▼▼▼

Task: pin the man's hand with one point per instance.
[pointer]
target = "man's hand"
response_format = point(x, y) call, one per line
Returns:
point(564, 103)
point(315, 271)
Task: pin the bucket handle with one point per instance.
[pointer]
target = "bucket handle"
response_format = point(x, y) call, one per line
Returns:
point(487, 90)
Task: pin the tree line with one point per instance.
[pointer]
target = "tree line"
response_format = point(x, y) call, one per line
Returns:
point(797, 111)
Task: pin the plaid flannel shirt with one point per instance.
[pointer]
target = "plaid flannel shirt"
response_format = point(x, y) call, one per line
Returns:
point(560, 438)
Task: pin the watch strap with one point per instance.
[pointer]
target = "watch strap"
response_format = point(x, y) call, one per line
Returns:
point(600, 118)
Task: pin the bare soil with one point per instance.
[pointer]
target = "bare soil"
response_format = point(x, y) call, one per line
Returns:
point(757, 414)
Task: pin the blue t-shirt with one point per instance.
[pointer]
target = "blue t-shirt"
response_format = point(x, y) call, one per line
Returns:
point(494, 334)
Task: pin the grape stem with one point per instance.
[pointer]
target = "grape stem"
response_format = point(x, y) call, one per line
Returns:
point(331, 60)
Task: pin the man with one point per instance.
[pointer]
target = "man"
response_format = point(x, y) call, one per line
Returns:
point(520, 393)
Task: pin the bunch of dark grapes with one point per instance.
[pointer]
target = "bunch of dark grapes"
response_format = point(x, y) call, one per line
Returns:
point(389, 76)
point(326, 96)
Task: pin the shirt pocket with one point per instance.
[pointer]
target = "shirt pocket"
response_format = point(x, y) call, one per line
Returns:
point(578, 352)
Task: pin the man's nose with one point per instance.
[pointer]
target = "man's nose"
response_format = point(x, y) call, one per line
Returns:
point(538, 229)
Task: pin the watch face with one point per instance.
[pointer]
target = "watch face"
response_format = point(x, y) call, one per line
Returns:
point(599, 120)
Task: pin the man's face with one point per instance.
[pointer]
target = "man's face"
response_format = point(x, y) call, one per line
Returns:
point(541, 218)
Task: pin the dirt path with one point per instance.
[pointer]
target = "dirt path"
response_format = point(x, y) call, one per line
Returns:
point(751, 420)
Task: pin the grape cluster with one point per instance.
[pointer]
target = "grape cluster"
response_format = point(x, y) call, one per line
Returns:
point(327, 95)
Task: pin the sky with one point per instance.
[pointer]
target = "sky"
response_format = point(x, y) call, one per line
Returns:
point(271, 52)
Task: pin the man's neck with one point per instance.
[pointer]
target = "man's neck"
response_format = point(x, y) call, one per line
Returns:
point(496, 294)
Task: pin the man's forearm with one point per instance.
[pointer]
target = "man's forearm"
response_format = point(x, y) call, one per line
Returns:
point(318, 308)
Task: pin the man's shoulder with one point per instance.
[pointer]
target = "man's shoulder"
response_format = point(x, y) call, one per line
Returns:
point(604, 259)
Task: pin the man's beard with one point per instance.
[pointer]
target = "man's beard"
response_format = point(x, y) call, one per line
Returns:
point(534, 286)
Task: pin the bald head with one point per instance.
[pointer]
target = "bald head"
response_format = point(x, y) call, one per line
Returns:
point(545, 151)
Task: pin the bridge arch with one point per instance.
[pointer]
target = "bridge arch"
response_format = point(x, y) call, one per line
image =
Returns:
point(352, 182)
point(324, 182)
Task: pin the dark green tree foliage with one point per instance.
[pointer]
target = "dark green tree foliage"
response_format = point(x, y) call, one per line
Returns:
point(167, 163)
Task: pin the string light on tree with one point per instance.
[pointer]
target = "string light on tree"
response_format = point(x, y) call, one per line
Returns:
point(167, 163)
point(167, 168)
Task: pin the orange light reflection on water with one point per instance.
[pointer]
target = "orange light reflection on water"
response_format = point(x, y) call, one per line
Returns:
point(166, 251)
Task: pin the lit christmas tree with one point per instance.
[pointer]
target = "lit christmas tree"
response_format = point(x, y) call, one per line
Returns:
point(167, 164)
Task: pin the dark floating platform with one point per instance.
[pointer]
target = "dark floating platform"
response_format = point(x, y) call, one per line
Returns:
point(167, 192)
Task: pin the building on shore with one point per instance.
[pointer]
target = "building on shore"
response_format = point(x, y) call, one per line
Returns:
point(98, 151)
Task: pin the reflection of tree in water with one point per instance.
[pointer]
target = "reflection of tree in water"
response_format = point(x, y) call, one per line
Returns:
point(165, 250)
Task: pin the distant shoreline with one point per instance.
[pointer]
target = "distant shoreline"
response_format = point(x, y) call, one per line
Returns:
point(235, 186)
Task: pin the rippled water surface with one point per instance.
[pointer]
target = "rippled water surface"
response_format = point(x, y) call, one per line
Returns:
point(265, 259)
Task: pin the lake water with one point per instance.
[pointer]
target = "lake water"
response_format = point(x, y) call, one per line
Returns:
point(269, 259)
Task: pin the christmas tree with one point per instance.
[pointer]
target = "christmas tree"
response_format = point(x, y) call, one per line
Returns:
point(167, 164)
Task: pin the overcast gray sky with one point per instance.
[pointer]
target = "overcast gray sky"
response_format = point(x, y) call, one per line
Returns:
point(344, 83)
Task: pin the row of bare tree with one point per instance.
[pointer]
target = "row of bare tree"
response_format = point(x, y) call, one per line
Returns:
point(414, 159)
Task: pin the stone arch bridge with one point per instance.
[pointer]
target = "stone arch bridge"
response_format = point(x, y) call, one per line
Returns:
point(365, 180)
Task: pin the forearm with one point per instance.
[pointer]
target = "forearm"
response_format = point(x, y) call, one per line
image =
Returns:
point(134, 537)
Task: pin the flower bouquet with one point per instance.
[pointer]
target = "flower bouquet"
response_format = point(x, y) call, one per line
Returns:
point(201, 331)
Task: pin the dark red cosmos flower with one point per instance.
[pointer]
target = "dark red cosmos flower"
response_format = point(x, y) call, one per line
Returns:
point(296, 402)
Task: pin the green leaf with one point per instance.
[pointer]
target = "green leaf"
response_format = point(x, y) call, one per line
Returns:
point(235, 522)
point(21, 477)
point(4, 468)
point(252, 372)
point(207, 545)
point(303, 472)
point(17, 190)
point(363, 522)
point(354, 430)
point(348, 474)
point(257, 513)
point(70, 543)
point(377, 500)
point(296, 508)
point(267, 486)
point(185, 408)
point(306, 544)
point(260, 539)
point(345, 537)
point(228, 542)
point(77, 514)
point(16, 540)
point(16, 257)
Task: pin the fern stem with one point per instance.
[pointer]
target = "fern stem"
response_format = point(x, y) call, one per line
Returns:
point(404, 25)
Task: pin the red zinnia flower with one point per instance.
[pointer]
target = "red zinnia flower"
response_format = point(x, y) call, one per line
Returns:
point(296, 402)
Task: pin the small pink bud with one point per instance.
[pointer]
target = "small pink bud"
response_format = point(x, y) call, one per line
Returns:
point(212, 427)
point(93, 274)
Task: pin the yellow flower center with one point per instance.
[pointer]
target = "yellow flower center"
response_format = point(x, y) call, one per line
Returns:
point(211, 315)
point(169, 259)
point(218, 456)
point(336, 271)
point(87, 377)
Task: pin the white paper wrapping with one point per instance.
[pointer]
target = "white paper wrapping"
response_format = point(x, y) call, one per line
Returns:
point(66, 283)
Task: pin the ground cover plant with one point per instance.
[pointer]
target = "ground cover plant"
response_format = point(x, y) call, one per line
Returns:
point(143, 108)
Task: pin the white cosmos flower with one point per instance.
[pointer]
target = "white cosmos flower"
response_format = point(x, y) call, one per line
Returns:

▲▲▲

Instructions for the task
Can you print all of the material above again, word for word and line for line, with nothing changed?

Response to this task
Task: pin the man's hand with one point per instance.
[pointer]
target = "man's hand"
response_format = point(x, y) call, one per line
Returns:
point(564, 103)
point(315, 271)
Task: pin the bucket handle with one point per instance.
[pointer]
target = "bucket handle"
response_format = point(x, y) call, one per line
Returns:
point(487, 90)
Task: pin the tree line with one point per instance.
[pointer]
target = "tree line"
response_format = point(x, y) call, one per line
Returns:
point(797, 111)
Task: pin the plaid flannel shirt with one point per instance.
[pointer]
target = "plaid flannel shirt"
response_format = point(x, y) call, one per line
Returns:
point(560, 438)
Task: pin the watch strap with one point per instance.
[pointer]
target = "watch strap"
response_format = point(x, y) call, one per line
Returns:
point(600, 118)
Task: pin the bare soil with one point per instance.
[pointer]
target = "bare soil"
response_format = point(x, y) call, one per line
Returns:
point(757, 414)
Task: pin the blue t-shirt with one point per instance.
[pointer]
target = "blue t-shirt"
response_format = point(x, y) call, one per line
Returns:
point(494, 334)
Task: pin the grape stem with one point per instance.
[pointer]
target = "grape stem"
response_format = point(x, y) call, one per line
Returns:
point(331, 60)
Task: pin the man with one point per instance.
[pointer]
target = "man"
response_format = point(x, y) call, one per line
Returns:
point(520, 393)
Task: pin the bunch of dark grapes with one point per instance.
[pointer]
target = "bunch of dark grapes"
response_format = point(x, y) call, one per line
Returns:
point(389, 76)
point(326, 96)
Task: pin the shirt pocket with one point per instance.
[pointer]
target = "shirt pocket"
response_format = point(x, y) call, one per line
Returns:
point(578, 352)
Task: pin the man's nose with one point per instance.
[pointer]
target = "man's nose"
response_format = point(x, y) call, one per line
Returns:
point(538, 229)
Task: pin the watch face with one point per instance.
[pointer]
target = "watch face"
response_format = point(x, y) call, one per line
Returns:
point(599, 120)
Task: pin the man's face with one point per instance.
[pointer]
target = "man's face"
response_format = point(x, y) call, one per line
Returns:
point(541, 218)
Task: pin the dirt path with one point per instance.
[pointer]
target = "dirt path"
response_format = point(x, y) call, one per line
Returns:
point(751, 420)
Task: pin the grape cluster with one point per instance.
[pointer]
target = "grape cluster"
response_format = point(x, y) call, one per line
Returns:
point(327, 95)
Task: pin the sky with one point per instance.
[pointer]
target = "sky"
response_format = point(x, y) call, one per line
Returns:
point(271, 52)
Task: pin the man's neck with one point per instance.
[pointer]
target = "man's neck"
response_format = point(x, y) call, one per line
Returns:
point(496, 294)
Task: pin the man's forearm with one point per instance.
[pointer]
target = "man's forearm"
response_format = point(x, y) call, one per line
Returns:
point(318, 308)
Task: pin the man's shoulder with one point per instance.
[pointer]
target = "man's shoulder"
response_format = point(x, y) call, one per line
Returns:
point(604, 259)
Task: pin the man's beard with one point per instance.
[pointer]
target = "man's beard"
response_format = point(x, y) call, one per line
Returns:
point(534, 286)
Task: pin the bald head with one point per instance.
[pointer]
target = "bald head"
response_format = point(x, y) call, one per line
Returns:
point(545, 151)
Task: pin the bridge arch with one point per instance.
[pointer]
target = "bridge arch"
response_format = point(x, y) call, one per line
image =
Returns:
point(352, 182)
point(324, 182)
Task: pin the dark green tree foliage with one point per instance.
[pointer]
target = "dark green tree foliage"
response_format = point(x, y) call, one per line
Returns:
point(167, 163)
Task: pin the string light on tree with one point per instance.
[pointer]
target = "string light on tree"
response_format = point(x, y) call, one per line
Returns:
point(167, 163)
point(167, 168)
Task: pin the orange light reflection on water with one point per instance.
[pointer]
target = "orange light reflection on water"
response_format = point(x, y) call, one per line
Returns:
point(166, 251)
Task: pin the lit christmas tree with one point per instance.
[pointer]
target = "lit christmas tree"
response_format = point(x, y) call, one per line
Returns:
point(167, 164)
Task: pin the dark floating platform with one point per instance.
[pointer]
target = "dark floating platform"
response_format = point(x, y) call, one per line
Returns:
point(167, 192)
Task: pin the building on shore with one point per instance.
[pointer]
target = "building on shore"
response_format = point(x, y) call, one per line
Returns:
point(98, 151)
Task: pin the reflection of tree in water with one point per instance.
[pointer]
target = "reflection of tree in water"
response_format = point(x, y) call, one per line
Returns:
point(165, 250)
Task: pin the distant shoreline with one point per instance.
[pointer]
target = "distant shoreline"
response_format = point(x, y) call, one per line
Returns:
point(235, 186)
Task: pin the rippled water surface with one point per instance.
[pointer]
target = "rippled water surface"
response_format = point(x, y) call, one per line
Returns:
point(265, 259)
Task: pin the lake water with one point per instance.
[pointer]
target = "lake water"
response_format = point(x, y) call, one per line
Returns:
point(269, 259)
Task: pin the christmas tree with one point per instance.
[pointer]
target = "christmas tree"
response_format = point(x, y) call, one per line
Returns:
point(167, 164)
Task: pin the overcast gray sky with one point per instance.
[pointer]
target = "overcast gray sky"
response_format = point(x, y) call, one per line
Returns:
point(344, 83)
Task: pin the row of bare tree with one point per instance.
[pointer]
target = "row of bare tree"
response_format = point(x, y) call, one per line
Returns:
point(414, 159)
Task: pin the stone arch bridge with one point per instance.
[pointer]
target = "stone arch bridge"
response_format = point(x, y) call, one per line
Returns:
point(365, 180)
Task: pin the forearm with one point per instance.
[pointer]
target = "forearm"
response_format = point(x, y) call, one per line
image =
Returns:
point(134, 537)
Task: pin the flower bouquet with one point per instance.
[pointer]
target = "flower bouquet"
response_format = point(x, y) call, one per line
Returns:
point(201, 331)
Task: pin the dark red cosmos flower with one point per instance.
[pointer]
target = "dark red cosmos flower"
response_format = point(x, y) call, one per line
Returns:
point(296, 402)
Task: pin the green leaf with one point per instance.
[pointer]
target = "green leaf"
response_format = point(x, y) call, one per line
Returns:
point(235, 522)
point(21, 477)
point(4, 468)
point(252, 372)
point(207, 545)
point(303, 472)
point(17, 190)
point(363, 522)
point(354, 430)
point(348, 474)
point(257, 513)
point(70, 543)
point(377, 500)
point(296, 508)
point(267, 486)
point(185, 408)
point(306, 544)
point(260, 539)
point(345, 537)
point(228, 542)
point(77, 514)
point(16, 540)
point(16, 257)
Task: pin the fern stem with one point per instance.
[pointer]
target = "fern stem"
response_format = point(x, y) call, one per line
Returns:
point(404, 25)
Task: pin the red zinnia flower with one point per instance.
[pointer]
target = "red zinnia flower"
response_format = point(x, y) call, one per line
Returns:
point(296, 402)
Task: pin the small pink bud with one point per instance.
[pointer]
target = "small pink bud"
response_format = point(x, y) call, one per line
Returns:
point(212, 427)
point(93, 274)
Task: pin the yellow flower center with one point per instance.
[pointer]
target = "yellow flower center"
response_format = point(x, y) call, one per line
Returns:
point(211, 315)
point(169, 259)
point(218, 456)
point(336, 271)
point(87, 377)
Task: pin the white paper wrapping with one point per instance.
[pointer]
target = "white paper wrapping"
response_format = point(x, y) call, one per line
Returns:
point(66, 283)
Task: pin the ground cover plant with one point per instance.
[pointer]
target = "ground cover plant"
response_format = point(x, y) call, one per line
Returns:
point(143, 108)
Task: pin the white cosmos flower with one point per instance.
[pointer]
target = "white cosmos flower"
response_format = point(x, y) call, one per line
Returns:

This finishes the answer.